* _THE REQUEST_:
Only the lines from the one containing "blue flag in this photo." through the end of the entries should be repeated, exactly as they appear, first and last included.

* _EXTRACTED DATA_:
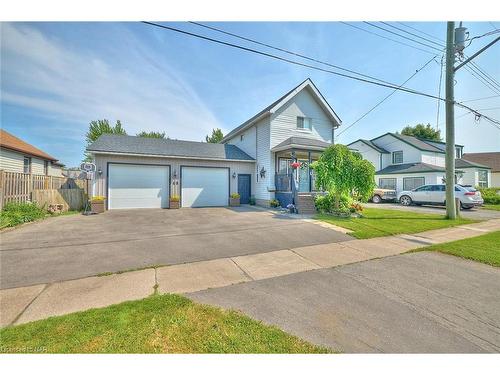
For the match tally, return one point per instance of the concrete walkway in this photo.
(25, 304)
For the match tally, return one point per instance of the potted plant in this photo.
(97, 204)
(234, 200)
(175, 201)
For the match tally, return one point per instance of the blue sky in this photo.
(57, 77)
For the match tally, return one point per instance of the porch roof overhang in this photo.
(300, 143)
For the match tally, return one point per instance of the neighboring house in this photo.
(490, 159)
(405, 162)
(19, 156)
(252, 160)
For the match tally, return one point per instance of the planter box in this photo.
(98, 207)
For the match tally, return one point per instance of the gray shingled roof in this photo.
(304, 142)
(268, 108)
(462, 163)
(166, 147)
(410, 168)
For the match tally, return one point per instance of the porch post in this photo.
(309, 170)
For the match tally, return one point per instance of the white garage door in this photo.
(138, 186)
(204, 187)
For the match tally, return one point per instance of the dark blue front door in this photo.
(244, 188)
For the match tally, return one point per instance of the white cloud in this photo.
(61, 82)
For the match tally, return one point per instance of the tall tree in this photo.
(152, 134)
(98, 128)
(342, 172)
(216, 136)
(422, 131)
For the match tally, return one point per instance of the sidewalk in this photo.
(25, 304)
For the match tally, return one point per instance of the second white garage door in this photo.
(138, 186)
(204, 187)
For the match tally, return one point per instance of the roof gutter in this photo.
(167, 156)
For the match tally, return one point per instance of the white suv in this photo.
(436, 195)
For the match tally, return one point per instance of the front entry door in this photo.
(244, 188)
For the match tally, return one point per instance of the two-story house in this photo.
(19, 156)
(405, 162)
(254, 159)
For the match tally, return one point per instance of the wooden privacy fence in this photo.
(71, 199)
(19, 187)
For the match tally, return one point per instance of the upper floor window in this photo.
(304, 123)
(27, 165)
(397, 157)
(482, 178)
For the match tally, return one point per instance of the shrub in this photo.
(274, 203)
(490, 195)
(326, 203)
(17, 213)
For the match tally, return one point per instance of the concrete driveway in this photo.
(71, 247)
(413, 303)
(473, 213)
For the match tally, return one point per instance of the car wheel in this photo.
(405, 200)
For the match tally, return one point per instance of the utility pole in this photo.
(450, 122)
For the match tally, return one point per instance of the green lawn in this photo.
(495, 207)
(483, 248)
(157, 324)
(382, 222)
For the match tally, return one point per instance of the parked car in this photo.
(380, 195)
(436, 195)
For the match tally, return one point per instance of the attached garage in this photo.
(138, 186)
(204, 186)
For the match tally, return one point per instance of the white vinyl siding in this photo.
(138, 186)
(397, 157)
(284, 120)
(410, 183)
(204, 187)
(387, 183)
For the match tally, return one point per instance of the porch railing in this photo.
(282, 182)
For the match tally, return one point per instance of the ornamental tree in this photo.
(342, 172)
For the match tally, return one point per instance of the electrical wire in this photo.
(384, 99)
(387, 38)
(392, 86)
(284, 50)
(404, 37)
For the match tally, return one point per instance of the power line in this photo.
(484, 98)
(284, 50)
(392, 86)
(387, 38)
(422, 32)
(413, 34)
(384, 99)
(402, 36)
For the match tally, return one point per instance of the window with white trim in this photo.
(27, 165)
(397, 157)
(410, 183)
(304, 123)
(482, 178)
(387, 183)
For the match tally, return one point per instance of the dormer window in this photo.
(397, 157)
(304, 123)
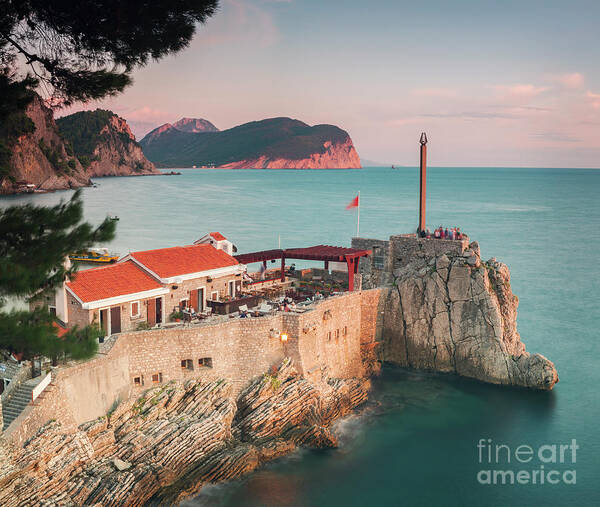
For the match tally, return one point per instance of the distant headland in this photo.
(273, 143)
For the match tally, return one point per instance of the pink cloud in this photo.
(573, 81)
(594, 99)
(434, 92)
(147, 114)
(520, 91)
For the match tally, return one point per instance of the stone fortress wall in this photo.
(325, 342)
(399, 251)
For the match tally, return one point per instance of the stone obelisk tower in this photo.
(423, 195)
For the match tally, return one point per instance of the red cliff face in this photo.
(336, 156)
(195, 125)
(41, 158)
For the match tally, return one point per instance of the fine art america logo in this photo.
(524, 464)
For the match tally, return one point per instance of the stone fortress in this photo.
(159, 413)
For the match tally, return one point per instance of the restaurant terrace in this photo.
(325, 253)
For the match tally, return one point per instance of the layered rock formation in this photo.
(274, 143)
(455, 313)
(41, 158)
(174, 439)
(104, 144)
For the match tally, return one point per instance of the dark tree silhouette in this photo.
(34, 242)
(69, 51)
(81, 50)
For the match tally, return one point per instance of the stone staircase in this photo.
(19, 399)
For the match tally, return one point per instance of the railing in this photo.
(37, 390)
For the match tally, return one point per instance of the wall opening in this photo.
(205, 362)
(378, 257)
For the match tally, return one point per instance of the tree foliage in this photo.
(34, 242)
(82, 50)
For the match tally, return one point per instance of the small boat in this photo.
(97, 255)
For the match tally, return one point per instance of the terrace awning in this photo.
(325, 253)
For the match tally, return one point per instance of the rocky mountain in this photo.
(195, 125)
(167, 444)
(274, 143)
(104, 144)
(40, 157)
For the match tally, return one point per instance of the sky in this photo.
(493, 83)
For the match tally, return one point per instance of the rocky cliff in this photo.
(274, 143)
(170, 442)
(193, 125)
(42, 158)
(455, 313)
(104, 144)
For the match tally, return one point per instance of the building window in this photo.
(205, 362)
(378, 257)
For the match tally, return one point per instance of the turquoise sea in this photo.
(415, 442)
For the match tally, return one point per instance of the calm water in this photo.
(415, 442)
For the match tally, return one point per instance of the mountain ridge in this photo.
(279, 142)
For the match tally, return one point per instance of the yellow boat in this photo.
(99, 255)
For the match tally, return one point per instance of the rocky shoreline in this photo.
(455, 313)
(167, 444)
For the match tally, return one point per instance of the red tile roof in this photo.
(111, 281)
(183, 260)
(61, 330)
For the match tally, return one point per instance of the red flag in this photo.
(353, 203)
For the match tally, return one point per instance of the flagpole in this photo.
(358, 217)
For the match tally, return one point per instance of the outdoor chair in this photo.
(265, 309)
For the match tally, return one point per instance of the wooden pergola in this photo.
(325, 253)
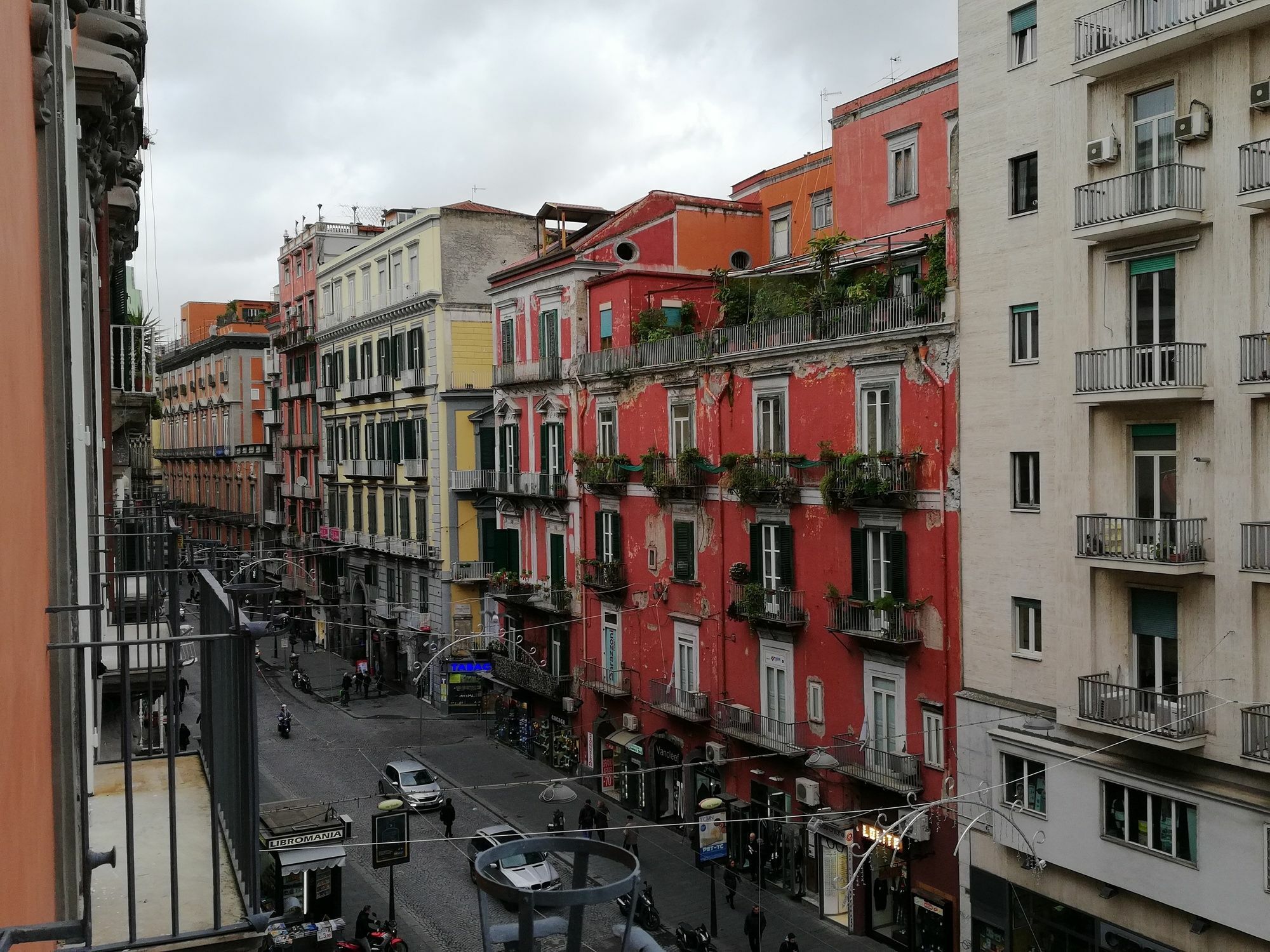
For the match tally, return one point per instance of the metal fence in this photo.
(1170, 186)
(1140, 367)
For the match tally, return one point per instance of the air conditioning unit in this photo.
(1194, 128)
(1103, 152)
(807, 793)
(1259, 96)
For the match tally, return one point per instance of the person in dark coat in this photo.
(756, 921)
(448, 817)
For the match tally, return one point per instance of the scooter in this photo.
(690, 940)
(646, 912)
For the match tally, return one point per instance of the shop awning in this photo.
(311, 859)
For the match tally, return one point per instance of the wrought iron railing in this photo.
(1140, 367)
(1137, 540)
(1168, 715)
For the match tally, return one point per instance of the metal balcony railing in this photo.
(1158, 190)
(688, 705)
(1142, 367)
(1255, 359)
(1130, 21)
(774, 606)
(1180, 541)
(892, 314)
(893, 626)
(1255, 546)
(604, 680)
(744, 724)
(1175, 717)
(1255, 733)
(867, 762)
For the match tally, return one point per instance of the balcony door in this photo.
(1154, 282)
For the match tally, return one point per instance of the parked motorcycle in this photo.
(690, 940)
(646, 912)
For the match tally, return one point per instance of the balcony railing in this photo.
(1255, 359)
(473, 572)
(744, 724)
(686, 705)
(755, 604)
(1133, 540)
(1128, 21)
(892, 314)
(1174, 717)
(547, 369)
(1255, 733)
(612, 682)
(1156, 190)
(892, 626)
(888, 770)
(1142, 367)
(1255, 546)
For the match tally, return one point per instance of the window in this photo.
(1023, 185)
(606, 431)
(933, 739)
(902, 167)
(1023, 783)
(1023, 35)
(1026, 480)
(1027, 619)
(1151, 822)
(816, 700)
(1024, 334)
(685, 562)
(683, 431)
(780, 233)
(770, 423)
(822, 210)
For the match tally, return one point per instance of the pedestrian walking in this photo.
(586, 819)
(730, 883)
(448, 817)
(756, 921)
(631, 836)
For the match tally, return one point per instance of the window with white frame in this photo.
(902, 167)
(1024, 334)
(933, 739)
(1150, 822)
(1026, 480)
(1027, 615)
(1023, 783)
(1023, 35)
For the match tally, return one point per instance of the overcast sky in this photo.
(260, 110)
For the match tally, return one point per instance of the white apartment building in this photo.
(1116, 437)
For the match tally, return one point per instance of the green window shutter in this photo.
(785, 544)
(1154, 612)
(1149, 266)
(899, 565)
(859, 565)
(1023, 18)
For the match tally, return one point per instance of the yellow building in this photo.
(406, 350)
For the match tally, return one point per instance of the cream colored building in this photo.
(1114, 446)
(406, 357)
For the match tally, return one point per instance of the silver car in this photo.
(523, 871)
(413, 784)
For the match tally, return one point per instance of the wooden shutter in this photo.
(899, 565)
(859, 565)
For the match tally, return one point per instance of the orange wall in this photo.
(26, 779)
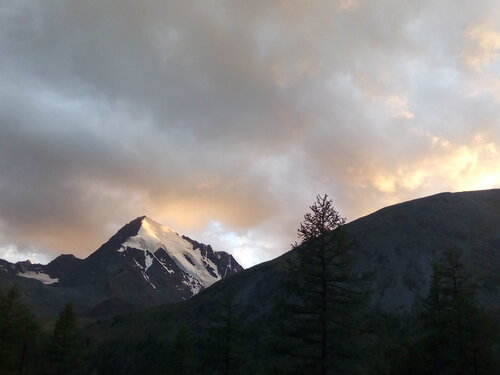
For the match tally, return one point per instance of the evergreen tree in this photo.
(18, 334)
(181, 358)
(318, 316)
(65, 351)
(459, 336)
(225, 348)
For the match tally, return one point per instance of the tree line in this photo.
(322, 324)
(27, 348)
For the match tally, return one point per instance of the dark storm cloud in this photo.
(225, 118)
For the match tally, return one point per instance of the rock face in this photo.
(143, 264)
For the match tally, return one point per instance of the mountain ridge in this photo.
(144, 263)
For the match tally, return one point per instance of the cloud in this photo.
(236, 113)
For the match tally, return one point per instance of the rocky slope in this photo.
(143, 264)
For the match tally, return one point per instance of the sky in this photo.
(224, 118)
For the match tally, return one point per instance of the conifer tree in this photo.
(225, 348)
(18, 333)
(65, 352)
(318, 316)
(181, 359)
(459, 336)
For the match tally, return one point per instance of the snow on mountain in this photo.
(143, 264)
(155, 239)
(40, 276)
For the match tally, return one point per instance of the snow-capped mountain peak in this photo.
(157, 247)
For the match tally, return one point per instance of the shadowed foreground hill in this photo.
(398, 244)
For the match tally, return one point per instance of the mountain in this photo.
(143, 264)
(397, 245)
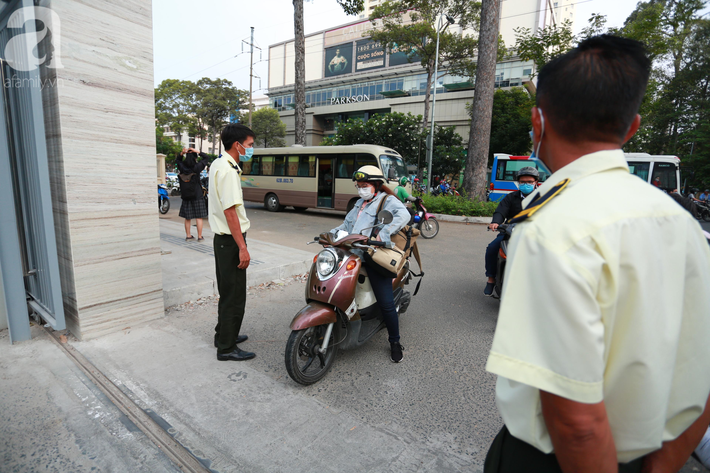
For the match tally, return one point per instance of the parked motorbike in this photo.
(507, 231)
(163, 199)
(341, 310)
(425, 222)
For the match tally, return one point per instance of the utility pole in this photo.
(251, 68)
(251, 71)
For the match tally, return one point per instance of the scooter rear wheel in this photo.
(429, 228)
(304, 363)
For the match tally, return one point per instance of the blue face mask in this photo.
(249, 153)
(526, 188)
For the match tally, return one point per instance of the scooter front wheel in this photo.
(304, 363)
(429, 228)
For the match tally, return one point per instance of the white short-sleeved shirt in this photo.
(226, 192)
(606, 298)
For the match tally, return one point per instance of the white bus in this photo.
(315, 176)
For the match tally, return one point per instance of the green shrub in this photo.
(458, 205)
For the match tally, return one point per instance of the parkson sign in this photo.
(351, 99)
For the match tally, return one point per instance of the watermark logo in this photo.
(20, 50)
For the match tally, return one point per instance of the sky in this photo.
(191, 42)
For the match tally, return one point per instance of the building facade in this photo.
(349, 76)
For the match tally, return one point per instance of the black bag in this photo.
(189, 183)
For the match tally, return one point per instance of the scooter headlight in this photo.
(326, 263)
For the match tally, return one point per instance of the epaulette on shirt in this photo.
(539, 201)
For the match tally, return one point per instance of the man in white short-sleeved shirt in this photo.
(601, 347)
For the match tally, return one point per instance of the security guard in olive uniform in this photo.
(601, 347)
(228, 220)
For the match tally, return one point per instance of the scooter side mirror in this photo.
(385, 217)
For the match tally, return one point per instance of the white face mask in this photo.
(366, 193)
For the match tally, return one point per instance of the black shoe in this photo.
(236, 355)
(488, 291)
(240, 339)
(396, 350)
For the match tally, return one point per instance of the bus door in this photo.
(325, 182)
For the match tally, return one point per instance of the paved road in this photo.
(441, 394)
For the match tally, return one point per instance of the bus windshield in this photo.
(388, 162)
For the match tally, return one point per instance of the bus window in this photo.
(365, 160)
(640, 169)
(345, 167)
(267, 165)
(394, 162)
(279, 165)
(251, 167)
(307, 166)
(508, 169)
(666, 173)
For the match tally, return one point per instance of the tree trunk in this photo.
(482, 109)
(300, 86)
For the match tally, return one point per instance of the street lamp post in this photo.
(430, 140)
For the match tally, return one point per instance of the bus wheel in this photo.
(271, 202)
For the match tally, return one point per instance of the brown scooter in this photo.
(341, 310)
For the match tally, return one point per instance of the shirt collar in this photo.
(232, 162)
(580, 168)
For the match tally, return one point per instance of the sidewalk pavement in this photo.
(188, 266)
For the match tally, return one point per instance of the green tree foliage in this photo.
(174, 105)
(676, 108)
(511, 122)
(544, 45)
(217, 99)
(403, 134)
(411, 26)
(268, 128)
(167, 146)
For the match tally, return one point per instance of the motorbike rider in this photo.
(508, 208)
(372, 188)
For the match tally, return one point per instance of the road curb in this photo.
(461, 219)
(198, 290)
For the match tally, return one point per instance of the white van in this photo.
(660, 171)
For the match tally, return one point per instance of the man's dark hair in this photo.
(595, 90)
(235, 132)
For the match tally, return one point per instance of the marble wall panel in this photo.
(103, 145)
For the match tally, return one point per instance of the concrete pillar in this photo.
(100, 127)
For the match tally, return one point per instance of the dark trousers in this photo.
(382, 287)
(232, 286)
(511, 455)
(492, 256)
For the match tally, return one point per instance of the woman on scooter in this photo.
(371, 185)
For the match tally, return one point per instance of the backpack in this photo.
(188, 186)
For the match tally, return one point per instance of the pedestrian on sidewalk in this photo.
(193, 200)
(229, 222)
(601, 346)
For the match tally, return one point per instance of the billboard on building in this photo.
(369, 55)
(338, 60)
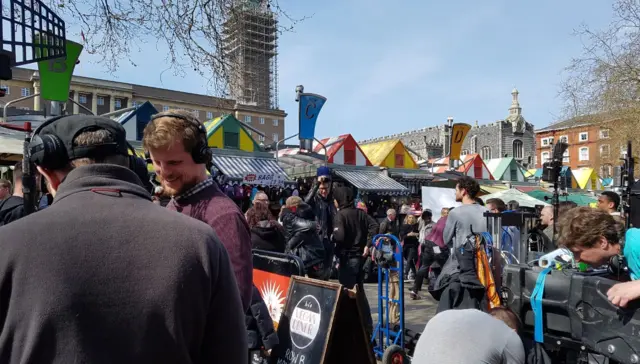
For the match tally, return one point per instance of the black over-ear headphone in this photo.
(49, 152)
(201, 154)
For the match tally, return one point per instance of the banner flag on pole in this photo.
(458, 133)
(309, 109)
(55, 74)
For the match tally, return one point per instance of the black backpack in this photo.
(11, 209)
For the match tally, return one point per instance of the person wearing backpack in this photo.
(433, 254)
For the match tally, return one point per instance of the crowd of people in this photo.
(100, 273)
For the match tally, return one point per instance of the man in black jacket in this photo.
(351, 229)
(104, 275)
(320, 200)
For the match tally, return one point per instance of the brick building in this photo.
(589, 144)
(512, 136)
(103, 96)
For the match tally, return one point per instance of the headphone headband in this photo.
(200, 153)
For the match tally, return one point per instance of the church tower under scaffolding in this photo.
(250, 44)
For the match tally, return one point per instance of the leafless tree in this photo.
(188, 33)
(605, 80)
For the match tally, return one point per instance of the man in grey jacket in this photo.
(104, 275)
(479, 338)
(461, 222)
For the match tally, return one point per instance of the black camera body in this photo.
(577, 316)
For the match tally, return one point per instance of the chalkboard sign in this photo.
(319, 323)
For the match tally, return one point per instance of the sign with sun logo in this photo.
(273, 289)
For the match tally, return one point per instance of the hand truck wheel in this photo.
(394, 355)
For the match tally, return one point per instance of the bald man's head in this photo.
(546, 216)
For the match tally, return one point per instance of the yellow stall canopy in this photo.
(389, 153)
(226, 132)
(587, 178)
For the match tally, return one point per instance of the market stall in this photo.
(506, 169)
(242, 174)
(389, 153)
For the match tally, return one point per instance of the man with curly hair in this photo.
(593, 235)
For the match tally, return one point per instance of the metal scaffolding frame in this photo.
(250, 45)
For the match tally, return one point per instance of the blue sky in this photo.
(388, 67)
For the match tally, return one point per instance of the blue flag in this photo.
(310, 106)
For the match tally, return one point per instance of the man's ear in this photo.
(51, 177)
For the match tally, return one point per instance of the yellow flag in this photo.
(459, 132)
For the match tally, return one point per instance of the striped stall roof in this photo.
(235, 167)
(372, 182)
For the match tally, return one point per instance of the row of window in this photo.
(582, 137)
(247, 119)
(485, 152)
(583, 155)
(100, 101)
(605, 151)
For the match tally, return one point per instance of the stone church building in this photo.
(511, 137)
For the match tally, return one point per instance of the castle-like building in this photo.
(511, 137)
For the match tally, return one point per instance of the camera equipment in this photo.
(551, 173)
(28, 175)
(630, 192)
(576, 315)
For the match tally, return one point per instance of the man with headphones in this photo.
(104, 274)
(176, 143)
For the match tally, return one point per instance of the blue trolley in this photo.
(389, 343)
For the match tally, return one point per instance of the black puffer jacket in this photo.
(323, 209)
(268, 235)
(301, 233)
(352, 227)
(260, 330)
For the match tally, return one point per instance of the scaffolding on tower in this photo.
(250, 46)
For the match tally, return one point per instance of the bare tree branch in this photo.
(605, 79)
(191, 32)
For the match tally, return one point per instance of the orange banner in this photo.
(458, 133)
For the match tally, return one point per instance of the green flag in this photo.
(55, 74)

* _OUTPUT OF THE TASK_:
For the match tally, return one point per instance of the blue flag in this photo.
(310, 106)
For the match tally, return one point per instance of the man's ear in this photo.
(51, 177)
For the match tally, return one point per instance of the yellow flag in this photo.
(459, 132)
For the match tally, return one point per instance of the striped stall roof in this photo.
(235, 167)
(372, 182)
For the match tally, return one point per instance of the row of window in this photo.
(582, 137)
(247, 119)
(485, 152)
(583, 155)
(100, 101)
(605, 151)
For the match tally, return one point per instance of the stone church building in this photo.
(511, 137)
For the match tally, return one point per instance of the castle-like building in this photo.
(511, 137)
For the match tally, return one point per instance of the camera equipment in this photo.
(551, 173)
(28, 175)
(630, 192)
(576, 315)
For the match tally, return one point per instance of the man with headphones in this photo.
(104, 274)
(176, 143)
For the match tally, return one point per instance of the blue trolley in this photo.
(389, 343)
For the match tally, return one point per instance of the black puffer jacket in this photo.
(323, 209)
(268, 235)
(301, 233)
(352, 227)
(260, 330)
For the match tally, return one point per instance of the scaffolding on tower in this photo.
(250, 46)
For the match tally, return one point per instance of the bare tree branch in this photo.
(605, 79)
(191, 32)
For the match tally, return one point per instance of the orange banner in this photo.
(458, 133)
For the match tally, return one point per instance of the green flag in this photo.
(55, 74)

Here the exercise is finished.